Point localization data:
.....

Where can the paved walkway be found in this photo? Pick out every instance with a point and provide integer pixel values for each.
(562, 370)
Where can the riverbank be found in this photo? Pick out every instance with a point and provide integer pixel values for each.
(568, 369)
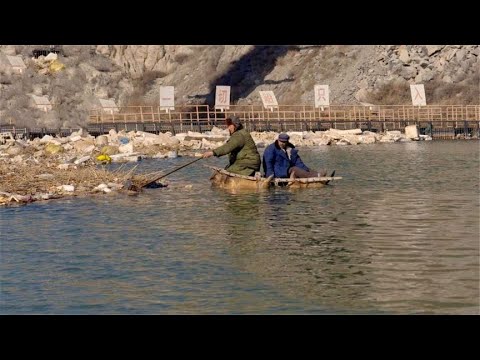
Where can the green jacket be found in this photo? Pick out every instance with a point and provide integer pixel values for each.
(244, 157)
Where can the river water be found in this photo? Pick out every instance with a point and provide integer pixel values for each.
(399, 234)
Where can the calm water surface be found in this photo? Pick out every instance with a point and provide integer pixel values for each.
(399, 234)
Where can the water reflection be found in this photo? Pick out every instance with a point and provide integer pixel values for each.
(398, 234)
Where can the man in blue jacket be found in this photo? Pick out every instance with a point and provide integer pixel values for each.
(282, 160)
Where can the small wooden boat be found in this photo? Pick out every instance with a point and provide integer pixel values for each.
(227, 180)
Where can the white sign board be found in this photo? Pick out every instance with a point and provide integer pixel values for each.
(322, 95)
(17, 63)
(222, 97)
(109, 106)
(418, 95)
(42, 103)
(167, 98)
(269, 100)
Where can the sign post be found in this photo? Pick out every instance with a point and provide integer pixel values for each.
(269, 100)
(418, 95)
(322, 96)
(167, 98)
(222, 97)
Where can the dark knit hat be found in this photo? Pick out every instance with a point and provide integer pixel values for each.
(235, 120)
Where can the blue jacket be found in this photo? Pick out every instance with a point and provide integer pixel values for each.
(276, 162)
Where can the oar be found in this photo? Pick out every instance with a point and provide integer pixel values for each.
(171, 172)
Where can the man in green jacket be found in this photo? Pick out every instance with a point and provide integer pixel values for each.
(244, 158)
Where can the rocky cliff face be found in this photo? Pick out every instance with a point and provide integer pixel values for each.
(132, 74)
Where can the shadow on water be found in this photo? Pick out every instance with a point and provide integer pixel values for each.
(398, 234)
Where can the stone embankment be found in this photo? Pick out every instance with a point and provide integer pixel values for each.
(53, 167)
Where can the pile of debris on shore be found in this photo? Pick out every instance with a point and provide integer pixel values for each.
(52, 167)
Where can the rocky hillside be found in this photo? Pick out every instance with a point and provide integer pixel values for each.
(132, 74)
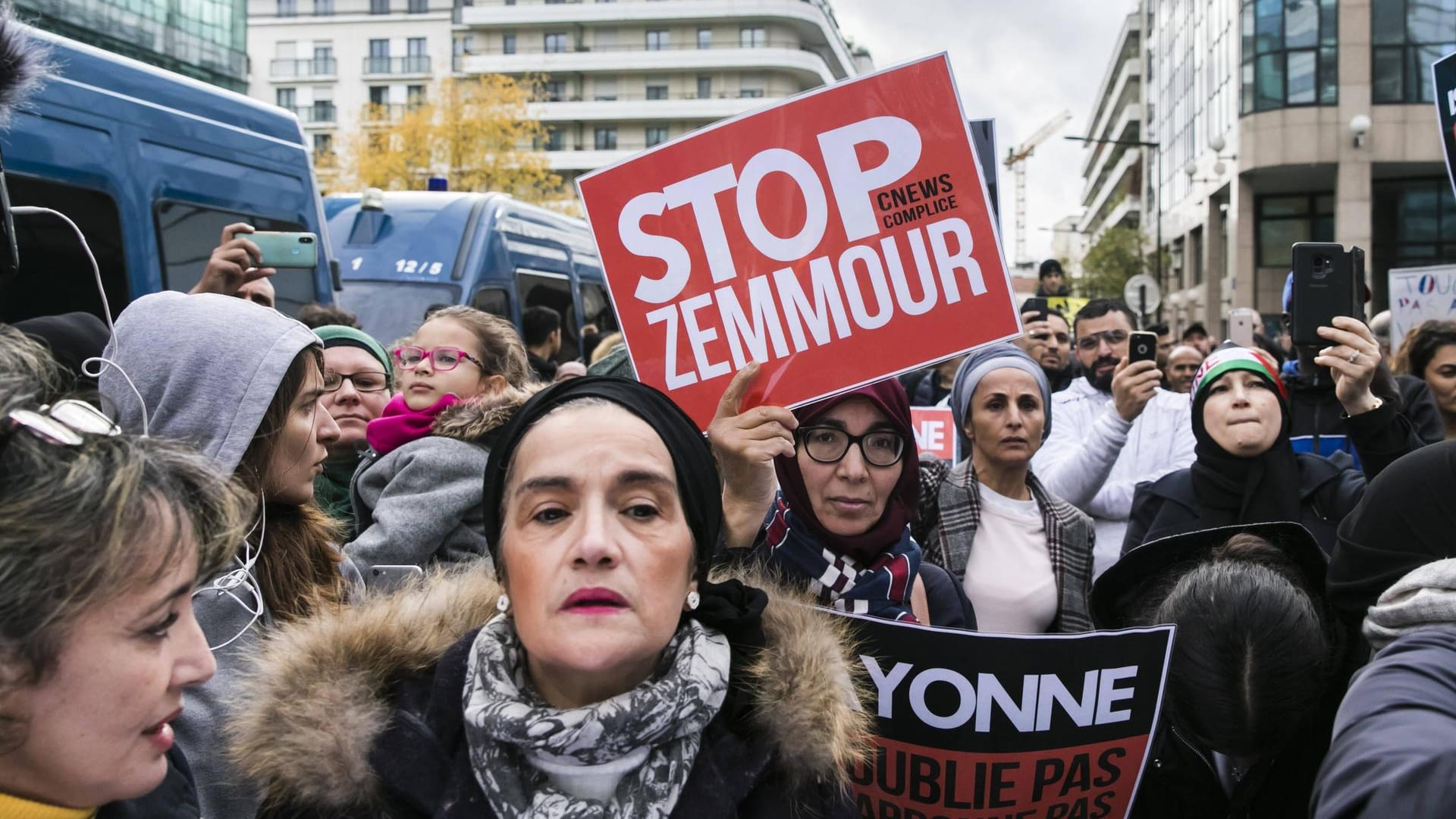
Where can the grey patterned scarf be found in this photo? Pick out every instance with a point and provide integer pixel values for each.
(506, 723)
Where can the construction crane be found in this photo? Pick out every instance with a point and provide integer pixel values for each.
(1017, 162)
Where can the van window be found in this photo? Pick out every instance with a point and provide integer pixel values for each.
(552, 290)
(492, 300)
(188, 234)
(55, 273)
(598, 308)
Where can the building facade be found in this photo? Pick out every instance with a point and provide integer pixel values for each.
(1112, 168)
(206, 39)
(1285, 121)
(615, 76)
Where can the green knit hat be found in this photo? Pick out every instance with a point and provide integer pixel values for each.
(340, 335)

.....

Activity: Output the full set of records above without changing a word, and drop the images.

Solution:
Where can the paved walkway be found in this photo? Pick out every instance with a point and provide integer pixel values for each.
(562, 370)
Where can the riverbank be found in this photo? Pick out every instance with a point and provide integer pixel values for each.
(568, 369)
Where can the green jacket be found in this photo? Pick out every instance with a point and provide integer pixel values for each.
(244, 157)
Where can the river water be found in this photo? Pick out every instance with a point and provide integer pixel values for each.
(399, 234)
Where can the calm water surface be found in this photo? Pick out every instance with a point and provide integer pixel values for each.
(399, 234)
Where can the water reflection be found in this photo? Pick out every instance with a point and provide integer pixel values for each.
(398, 234)
Where can the man in blue jacket be found in this photo? Pick out every instance with a point and provide integer pixel values for each.
(282, 160)
Where can the small wooden boat be found in this photo? Pick out every instance with a point and provide integer pixel values for each.
(227, 180)
Where can the white sign board be found in this photo? Pick out every instance with a point and provide integer pixel values for each.
(322, 95)
(17, 63)
(222, 97)
(109, 106)
(418, 95)
(42, 103)
(167, 98)
(269, 100)
Where can the sign post be found in this photo? Pick out every instance with a point and provide integer pixel values for each.
(269, 100)
(418, 95)
(322, 96)
(167, 98)
(222, 97)
Where can the dark knit hat be found in this photo? Pick out every instance with a point and provide integer pixel values for each.
(235, 120)
Where can the blue jacket be found in this photo? Pick out every instance with a point and provide integer pixel values for each.
(276, 162)
Where can the oar be found in this photo? Pick out every instance with a point and provide integer pixel values for each.
(171, 172)
Where can the man in green jacket be found in this photo? Pick out every instance with a point and provide integer pixel values for each.
(244, 158)
Where can the rocky cliff face be found in this photo? Pick out every instance with a point and provide integer pixel values for each.
(132, 74)
Where can the shadow on water be found in this photo? Pick out every instance with a point and provide integer pixel values for each.
(398, 234)
Where can the stone embankment be found in this photo? Pick out every instance with a point and provide integer pixel values for each.
(53, 167)
Where can the pile of debris on shore be found in this photo? Pick out every instance with a point and provide integer pixel values for each.
(52, 167)
Where can the rocky hillside be found in this photo? Pick out every instance with a point and provide integer pixel values for each.
(132, 74)
Where can the grey patterned scarf be found in this photo? Pick out every instance with a point and provide integer pixel values for each.
(506, 723)
Where can the construction crane be found in this photo? Pick out every instance with a point and provide integer pixel values for each.
(1017, 162)
Where can the van window be found in this photo? Pick out every instance with a point and provide integer pixel values for each.
(552, 290)
(492, 300)
(188, 234)
(55, 273)
(598, 308)
Where can the building facade be found in this photo? Pick out every instance with a point and provide integer pixel values for each.
(1112, 168)
(206, 39)
(1285, 121)
(615, 76)
Where can the green knit hat be found in this photo? Pick out every instance with a point and provide integer pixel values for each.
(340, 335)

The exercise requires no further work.